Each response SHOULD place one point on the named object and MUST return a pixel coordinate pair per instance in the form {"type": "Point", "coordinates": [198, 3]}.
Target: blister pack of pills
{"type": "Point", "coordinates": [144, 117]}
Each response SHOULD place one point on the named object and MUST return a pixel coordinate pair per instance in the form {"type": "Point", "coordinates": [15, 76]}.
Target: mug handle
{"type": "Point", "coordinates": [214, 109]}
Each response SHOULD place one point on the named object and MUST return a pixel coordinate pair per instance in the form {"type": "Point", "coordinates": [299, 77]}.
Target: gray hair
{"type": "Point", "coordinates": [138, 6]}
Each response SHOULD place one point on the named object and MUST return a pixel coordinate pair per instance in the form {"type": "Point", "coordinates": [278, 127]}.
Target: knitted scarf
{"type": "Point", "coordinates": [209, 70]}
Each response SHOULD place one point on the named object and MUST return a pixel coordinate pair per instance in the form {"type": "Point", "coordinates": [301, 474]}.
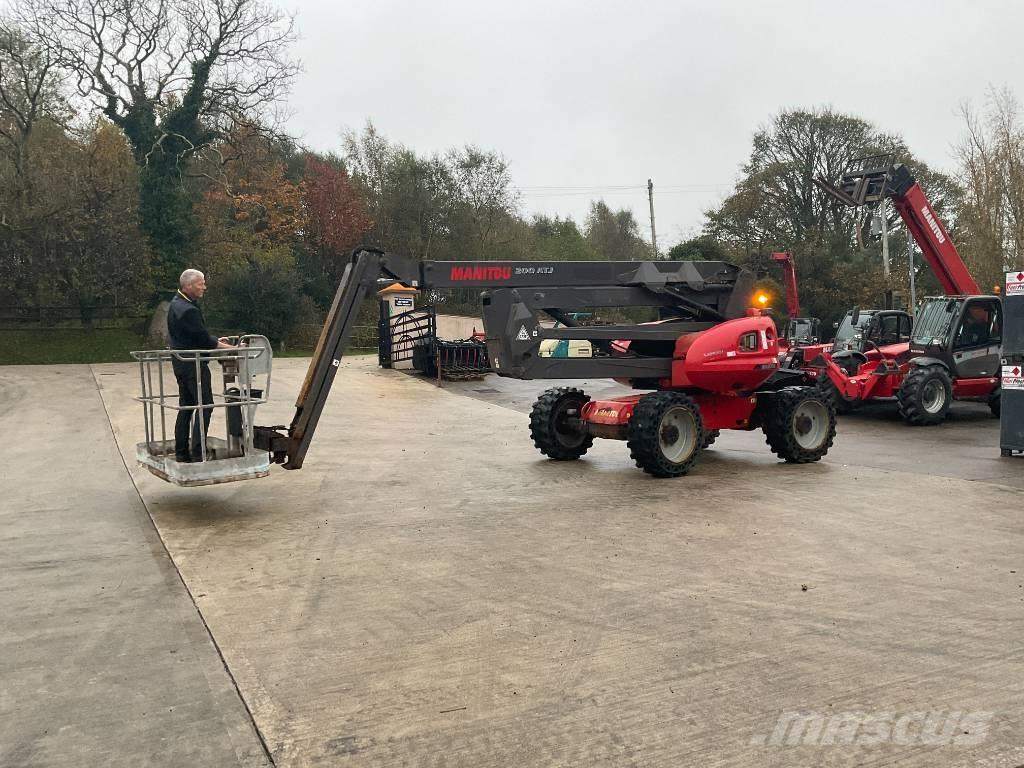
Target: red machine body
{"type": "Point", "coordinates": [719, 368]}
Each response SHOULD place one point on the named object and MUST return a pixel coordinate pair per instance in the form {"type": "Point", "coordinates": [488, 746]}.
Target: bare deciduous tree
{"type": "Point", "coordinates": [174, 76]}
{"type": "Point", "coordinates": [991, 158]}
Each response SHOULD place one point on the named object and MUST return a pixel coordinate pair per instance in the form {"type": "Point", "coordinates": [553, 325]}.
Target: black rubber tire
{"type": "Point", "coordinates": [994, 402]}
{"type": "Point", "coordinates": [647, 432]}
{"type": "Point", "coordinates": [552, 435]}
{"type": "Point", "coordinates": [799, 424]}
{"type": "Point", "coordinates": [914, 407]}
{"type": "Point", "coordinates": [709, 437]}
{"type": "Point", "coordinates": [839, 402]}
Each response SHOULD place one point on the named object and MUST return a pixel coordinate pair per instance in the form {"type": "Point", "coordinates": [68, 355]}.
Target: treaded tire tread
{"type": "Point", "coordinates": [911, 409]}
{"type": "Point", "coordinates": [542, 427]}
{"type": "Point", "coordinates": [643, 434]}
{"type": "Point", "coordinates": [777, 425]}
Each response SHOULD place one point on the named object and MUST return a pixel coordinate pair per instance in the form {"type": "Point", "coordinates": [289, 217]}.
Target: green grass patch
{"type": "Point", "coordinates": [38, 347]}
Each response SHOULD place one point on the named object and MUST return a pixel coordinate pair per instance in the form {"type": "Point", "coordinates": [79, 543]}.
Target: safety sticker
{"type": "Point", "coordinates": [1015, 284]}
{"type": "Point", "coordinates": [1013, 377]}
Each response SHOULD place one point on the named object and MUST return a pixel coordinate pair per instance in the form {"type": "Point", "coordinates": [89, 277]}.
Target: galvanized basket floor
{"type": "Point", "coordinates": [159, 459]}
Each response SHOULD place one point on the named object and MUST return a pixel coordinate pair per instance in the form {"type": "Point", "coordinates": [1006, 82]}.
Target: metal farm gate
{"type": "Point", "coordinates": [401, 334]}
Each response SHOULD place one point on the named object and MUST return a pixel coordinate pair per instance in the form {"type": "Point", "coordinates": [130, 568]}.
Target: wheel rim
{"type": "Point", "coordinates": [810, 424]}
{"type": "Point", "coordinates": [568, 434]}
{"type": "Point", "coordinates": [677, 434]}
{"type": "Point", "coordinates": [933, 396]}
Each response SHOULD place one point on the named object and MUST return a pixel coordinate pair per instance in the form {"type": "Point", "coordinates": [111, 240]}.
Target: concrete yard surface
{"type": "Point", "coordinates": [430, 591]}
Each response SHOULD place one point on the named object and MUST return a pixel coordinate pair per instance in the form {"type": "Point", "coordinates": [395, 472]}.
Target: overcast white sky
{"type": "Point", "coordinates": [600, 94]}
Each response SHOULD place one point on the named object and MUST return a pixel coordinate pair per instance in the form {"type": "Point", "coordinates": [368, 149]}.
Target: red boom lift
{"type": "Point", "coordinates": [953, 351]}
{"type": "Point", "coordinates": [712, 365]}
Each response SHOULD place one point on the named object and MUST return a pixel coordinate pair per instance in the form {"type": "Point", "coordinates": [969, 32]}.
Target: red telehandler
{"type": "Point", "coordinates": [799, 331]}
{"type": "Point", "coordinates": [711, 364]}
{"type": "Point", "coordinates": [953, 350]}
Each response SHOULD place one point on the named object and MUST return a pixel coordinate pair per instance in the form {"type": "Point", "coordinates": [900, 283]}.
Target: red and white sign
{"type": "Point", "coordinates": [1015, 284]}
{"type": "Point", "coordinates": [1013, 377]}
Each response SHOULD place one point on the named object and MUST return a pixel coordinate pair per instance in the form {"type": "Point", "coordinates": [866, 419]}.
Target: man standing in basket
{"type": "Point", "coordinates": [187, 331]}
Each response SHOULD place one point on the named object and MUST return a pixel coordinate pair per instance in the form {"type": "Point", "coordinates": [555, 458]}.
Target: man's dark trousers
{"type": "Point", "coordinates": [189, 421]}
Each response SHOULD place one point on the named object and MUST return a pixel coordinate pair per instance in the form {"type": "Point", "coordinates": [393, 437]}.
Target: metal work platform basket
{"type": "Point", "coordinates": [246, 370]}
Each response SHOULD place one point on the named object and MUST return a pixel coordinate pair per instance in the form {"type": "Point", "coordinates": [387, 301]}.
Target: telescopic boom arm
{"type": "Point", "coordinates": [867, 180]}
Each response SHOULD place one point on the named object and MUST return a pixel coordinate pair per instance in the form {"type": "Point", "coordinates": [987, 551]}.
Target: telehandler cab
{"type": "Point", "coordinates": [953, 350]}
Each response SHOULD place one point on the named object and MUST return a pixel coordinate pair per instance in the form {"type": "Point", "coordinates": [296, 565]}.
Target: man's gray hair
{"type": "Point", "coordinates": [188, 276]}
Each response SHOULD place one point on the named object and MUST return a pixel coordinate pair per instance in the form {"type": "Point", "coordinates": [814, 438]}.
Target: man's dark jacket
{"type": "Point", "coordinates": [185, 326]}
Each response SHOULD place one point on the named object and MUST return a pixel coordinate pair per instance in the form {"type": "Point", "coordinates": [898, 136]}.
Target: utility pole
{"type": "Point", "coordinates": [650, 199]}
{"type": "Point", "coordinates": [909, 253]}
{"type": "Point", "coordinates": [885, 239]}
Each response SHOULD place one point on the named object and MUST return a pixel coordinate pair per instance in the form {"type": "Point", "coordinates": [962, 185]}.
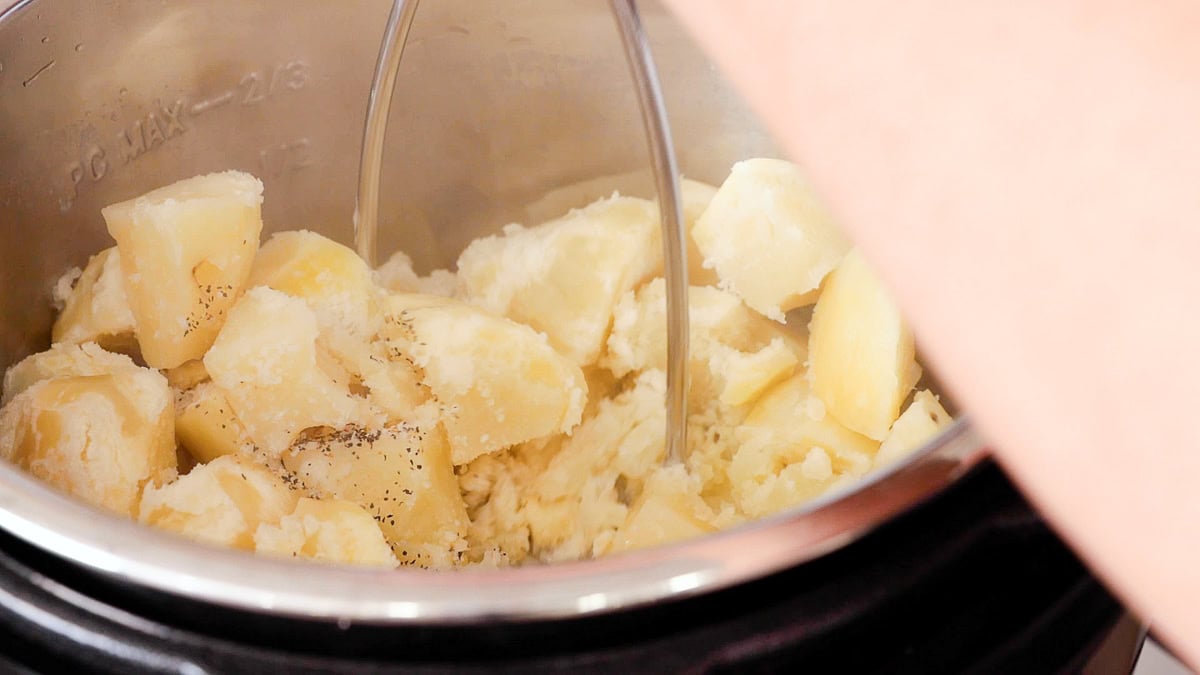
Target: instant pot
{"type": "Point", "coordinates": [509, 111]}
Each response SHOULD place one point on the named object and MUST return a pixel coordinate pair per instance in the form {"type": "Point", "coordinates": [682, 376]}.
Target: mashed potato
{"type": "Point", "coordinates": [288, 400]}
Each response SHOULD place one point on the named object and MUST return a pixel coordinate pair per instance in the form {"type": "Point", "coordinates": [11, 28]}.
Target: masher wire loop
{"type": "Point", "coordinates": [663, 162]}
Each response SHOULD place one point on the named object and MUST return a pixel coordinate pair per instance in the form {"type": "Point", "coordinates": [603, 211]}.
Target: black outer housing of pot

--

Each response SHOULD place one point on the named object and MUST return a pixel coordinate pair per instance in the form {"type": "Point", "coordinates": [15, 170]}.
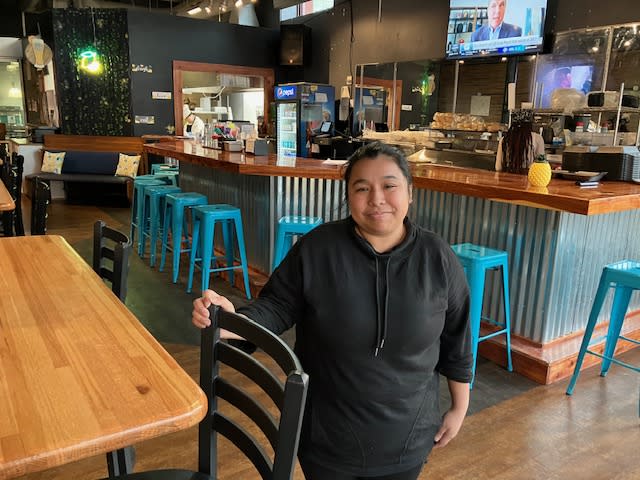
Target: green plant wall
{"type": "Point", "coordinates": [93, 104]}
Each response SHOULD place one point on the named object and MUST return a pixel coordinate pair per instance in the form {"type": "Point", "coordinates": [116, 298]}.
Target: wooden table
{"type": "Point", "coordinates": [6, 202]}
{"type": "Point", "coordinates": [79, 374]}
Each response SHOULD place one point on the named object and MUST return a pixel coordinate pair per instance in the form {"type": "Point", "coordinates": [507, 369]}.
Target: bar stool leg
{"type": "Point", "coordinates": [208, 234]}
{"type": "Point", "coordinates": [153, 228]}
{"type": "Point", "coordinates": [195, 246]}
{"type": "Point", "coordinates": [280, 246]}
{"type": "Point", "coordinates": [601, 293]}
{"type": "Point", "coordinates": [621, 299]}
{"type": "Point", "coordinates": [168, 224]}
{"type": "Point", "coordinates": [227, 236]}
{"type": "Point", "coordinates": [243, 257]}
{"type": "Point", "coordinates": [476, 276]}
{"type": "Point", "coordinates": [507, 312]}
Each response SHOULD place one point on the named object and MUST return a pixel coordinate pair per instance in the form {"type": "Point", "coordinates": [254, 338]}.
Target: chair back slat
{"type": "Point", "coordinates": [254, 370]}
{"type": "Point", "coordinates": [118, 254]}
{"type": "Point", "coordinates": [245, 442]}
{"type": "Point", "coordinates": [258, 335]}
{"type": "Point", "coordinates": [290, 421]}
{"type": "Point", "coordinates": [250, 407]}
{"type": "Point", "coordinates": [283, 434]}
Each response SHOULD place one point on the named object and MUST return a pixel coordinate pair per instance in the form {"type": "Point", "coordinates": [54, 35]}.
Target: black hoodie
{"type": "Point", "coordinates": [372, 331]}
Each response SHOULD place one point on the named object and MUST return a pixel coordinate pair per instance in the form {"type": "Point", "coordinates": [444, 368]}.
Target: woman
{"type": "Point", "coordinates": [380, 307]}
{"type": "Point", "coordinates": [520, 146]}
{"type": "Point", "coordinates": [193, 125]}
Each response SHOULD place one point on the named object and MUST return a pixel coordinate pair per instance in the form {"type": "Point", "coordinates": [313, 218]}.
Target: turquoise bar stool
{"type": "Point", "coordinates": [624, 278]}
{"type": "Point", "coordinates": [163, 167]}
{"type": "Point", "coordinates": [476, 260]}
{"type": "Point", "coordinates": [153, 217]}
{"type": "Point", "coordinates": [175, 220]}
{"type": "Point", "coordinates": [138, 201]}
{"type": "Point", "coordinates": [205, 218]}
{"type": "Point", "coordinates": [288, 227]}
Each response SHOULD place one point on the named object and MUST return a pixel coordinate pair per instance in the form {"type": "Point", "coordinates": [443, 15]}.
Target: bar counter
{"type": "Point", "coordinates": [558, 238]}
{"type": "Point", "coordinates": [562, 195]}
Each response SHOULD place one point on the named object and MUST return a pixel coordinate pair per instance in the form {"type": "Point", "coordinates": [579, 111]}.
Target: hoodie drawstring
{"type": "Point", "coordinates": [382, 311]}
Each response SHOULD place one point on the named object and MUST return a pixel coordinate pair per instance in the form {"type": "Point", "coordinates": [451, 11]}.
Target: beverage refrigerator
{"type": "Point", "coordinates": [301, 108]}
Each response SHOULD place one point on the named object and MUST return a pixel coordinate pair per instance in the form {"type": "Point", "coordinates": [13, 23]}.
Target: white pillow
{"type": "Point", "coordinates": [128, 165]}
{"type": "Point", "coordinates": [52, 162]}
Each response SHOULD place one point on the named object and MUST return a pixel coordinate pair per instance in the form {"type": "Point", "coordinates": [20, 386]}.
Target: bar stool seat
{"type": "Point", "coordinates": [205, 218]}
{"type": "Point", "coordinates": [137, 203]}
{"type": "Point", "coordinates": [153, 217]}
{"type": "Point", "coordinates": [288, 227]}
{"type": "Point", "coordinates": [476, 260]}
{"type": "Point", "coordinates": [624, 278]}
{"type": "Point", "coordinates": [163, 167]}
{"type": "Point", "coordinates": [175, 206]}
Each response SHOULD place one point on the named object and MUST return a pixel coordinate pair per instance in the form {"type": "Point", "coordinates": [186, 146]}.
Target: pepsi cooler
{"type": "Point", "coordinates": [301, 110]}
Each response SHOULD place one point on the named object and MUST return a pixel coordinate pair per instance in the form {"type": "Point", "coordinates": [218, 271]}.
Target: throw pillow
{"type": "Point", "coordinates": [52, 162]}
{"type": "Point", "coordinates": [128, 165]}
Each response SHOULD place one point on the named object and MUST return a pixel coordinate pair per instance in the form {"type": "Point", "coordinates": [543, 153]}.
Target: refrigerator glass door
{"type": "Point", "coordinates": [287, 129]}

__Your goal__
Identify every line in the data above that contains the string "gray" and copy each such line in full. Matching is case-sensitive.

__Full answer__
Target: gray hair
Target: man's gray hair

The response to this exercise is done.